§ **EXERCISE**
Every record must be retyped as it stands.

§ **DATA FOR REVIEW**
=== Begin Enclosure ===

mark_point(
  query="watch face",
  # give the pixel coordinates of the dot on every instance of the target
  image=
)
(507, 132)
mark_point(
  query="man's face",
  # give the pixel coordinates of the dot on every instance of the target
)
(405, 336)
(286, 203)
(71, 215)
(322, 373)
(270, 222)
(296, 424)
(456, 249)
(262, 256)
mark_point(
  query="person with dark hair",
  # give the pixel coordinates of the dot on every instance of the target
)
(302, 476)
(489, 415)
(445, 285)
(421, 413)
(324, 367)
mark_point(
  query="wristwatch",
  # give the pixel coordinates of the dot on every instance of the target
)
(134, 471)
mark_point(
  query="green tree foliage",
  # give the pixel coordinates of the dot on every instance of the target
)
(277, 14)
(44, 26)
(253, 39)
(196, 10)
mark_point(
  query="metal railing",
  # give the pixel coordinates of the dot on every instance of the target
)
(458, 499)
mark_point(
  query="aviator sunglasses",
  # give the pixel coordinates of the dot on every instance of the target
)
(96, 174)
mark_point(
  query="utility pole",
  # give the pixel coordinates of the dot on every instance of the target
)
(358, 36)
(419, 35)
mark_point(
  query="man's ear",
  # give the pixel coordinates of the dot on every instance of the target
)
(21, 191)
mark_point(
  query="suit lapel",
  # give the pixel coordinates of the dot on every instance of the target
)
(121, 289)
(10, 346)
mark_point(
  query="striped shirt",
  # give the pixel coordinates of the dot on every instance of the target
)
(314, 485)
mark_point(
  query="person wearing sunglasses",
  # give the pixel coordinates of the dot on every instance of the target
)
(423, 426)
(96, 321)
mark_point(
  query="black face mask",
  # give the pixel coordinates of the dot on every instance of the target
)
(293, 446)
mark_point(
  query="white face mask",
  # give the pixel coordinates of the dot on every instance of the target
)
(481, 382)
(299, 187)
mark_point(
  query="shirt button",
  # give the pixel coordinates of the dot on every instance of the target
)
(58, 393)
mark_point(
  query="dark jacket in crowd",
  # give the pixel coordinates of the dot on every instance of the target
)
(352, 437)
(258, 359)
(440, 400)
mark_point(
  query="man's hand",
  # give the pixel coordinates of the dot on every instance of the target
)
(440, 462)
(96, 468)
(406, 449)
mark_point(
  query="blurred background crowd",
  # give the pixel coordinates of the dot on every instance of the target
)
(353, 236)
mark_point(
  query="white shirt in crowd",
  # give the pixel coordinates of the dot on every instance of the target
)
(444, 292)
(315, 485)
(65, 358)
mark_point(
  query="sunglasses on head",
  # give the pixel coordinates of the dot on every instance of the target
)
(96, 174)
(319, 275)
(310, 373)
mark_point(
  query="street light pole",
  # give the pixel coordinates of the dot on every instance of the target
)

=== End Enclosure ===

§ **RESULT FOR THIS TASK**
mark_point(
  query="watch face",
  # give the pixel coordinates of the dot on every instance of the target
  image=
)
(507, 132)
mark_point(
  query="man's face",
  # give the pixel coordinates of the dot on every instance of the target
)
(405, 336)
(286, 203)
(71, 215)
(322, 373)
(270, 222)
(296, 424)
(456, 249)
(262, 256)
mark_point(
  query="person with dark hair",
  # give the pixel coordinates of the dot on every instance of the target
)
(302, 476)
(489, 415)
(445, 285)
(421, 413)
(324, 367)
mark_point(
  query="wristwatch",
  # give the pixel coordinates of the dot on every instance of the target
)
(134, 471)
mark_point(
  query="green tree foliage",
  # give the pixel coordinates of the dot on every instance of the target
)
(277, 14)
(44, 26)
(253, 39)
(196, 10)
mark_point(
  query="metal railing",
  # give the pixel coordinates of the dot on every instance of the target
)
(458, 499)
mark_point(
  query="aviator sunglasses",
  # give the pixel coordinates of the dot on every instance of the target
)
(96, 174)
mark_point(
  query="utility pole",
  # give the pixel coordinates of the dot on every instance of the target
)
(358, 36)
(419, 35)
mark_point(
  query="man's ear",
  # give the pixel coordinates of the dot on every instance of the target
)
(21, 191)
mark_point(
  query="suit lapel",
  # give the pixel coordinates of the dot on every instance of the target
)
(121, 289)
(10, 346)
mark_point(
  query="striped shirt",
  # give the pixel coordinates of the dot on every instance of the target
)
(314, 485)
mark_point(
  query="person wearing sunglasses",
  # give the pixel coordinates of the dot on every instance of the target
)
(423, 426)
(96, 321)
mark_point(
  query="black face mask",
  # give the pixel coordinates of the dot on every instance of the target
)
(293, 446)
mark_point(
  query="white face mask",
  # give the pixel coordinates of the dot on every instance of the target
)
(481, 382)
(299, 187)
mark_point(
  query="shirt button",
  # give the pixel coordinates of the dot on every instance of the target
)
(58, 393)
mark_point(
  query="dark jacket in crowd",
  # give the pixel coordinates of the dot on every instance of the target
)
(352, 437)
(258, 359)
(440, 400)
mark_point(
  query="man's hand",
  # give the pixel coordinates of the dot on every instance of the target
)
(440, 462)
(96, 468)
(406, 449)
mark_point(
  query="blurred background crowd",
  # give the pixel coordinates of the dot on every instance of the target
)
(353, 236)
mark_point(
  query="white shirt in crowd",
  # give the pixel coordinates of the dot on every instance of the target
)
(444, 292)
(315, 485)
(65, 358)
mark_point(
  query="sunglasses on head",
  # give the pixel coordinates of the dot on every instance of the target
)
(96, 174)
(319, 275)
(310, 373)
mark_point(
  query="street light pole",
  # give the pixel coordinates of the dot on every instance of the target
)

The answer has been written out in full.